Problem details:
Could you format the records below as a two-column CSV with one row per record? Put each record's text in a column named record_text and its answer in a column named answer, with each field quoted and any line breaks replaced by spaces, and leave out the pictures.

* Start Raw data *

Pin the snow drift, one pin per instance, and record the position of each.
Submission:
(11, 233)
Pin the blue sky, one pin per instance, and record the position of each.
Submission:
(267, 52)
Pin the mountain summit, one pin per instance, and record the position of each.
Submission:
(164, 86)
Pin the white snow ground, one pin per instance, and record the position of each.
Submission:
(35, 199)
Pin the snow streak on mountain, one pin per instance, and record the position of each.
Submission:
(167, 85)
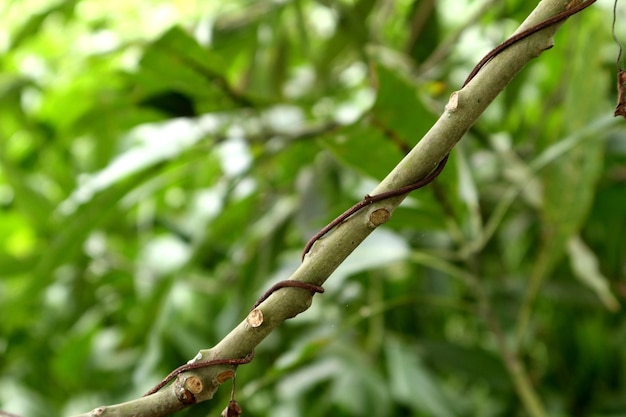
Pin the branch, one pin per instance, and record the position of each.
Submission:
(462, 110)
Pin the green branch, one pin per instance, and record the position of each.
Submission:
(461, 112)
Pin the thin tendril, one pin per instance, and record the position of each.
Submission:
(618, 61)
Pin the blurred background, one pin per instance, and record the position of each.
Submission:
(163, 162)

* End Raw data *

Exercise result:
record_text,answer
"Pin the snow drift, one pin per instance, and record the position of each. Submission:","(11, 233)"
"Pin the blue sky, one pin per instance, and record the position of each. Submission:","(267, 52)"
"Pin the mountain summit, one pin per instance, and record the position of each. Submission:","(164, 86)"
"Pin the white snow ground, one pin per instance, and record the position of each. Submission:","(35, 199)"
"Pin the snow streak on mountain, one pin per instance, and record the position of each. Submission:","(167, 85)"
"Pin the branch, one pin per instance, and record the position of each. Submission:","(462, 110)"
"Pin the green branch, one pin per instance, and record the position of each. Submission:","(461, 112)"
"Pin the thin tendril, one pin per instance, and record the position of each. Submission:","(618, 61)"
"Pin the blurred background, one pin per instance, and record the position of each. Submission:","(163, 162)"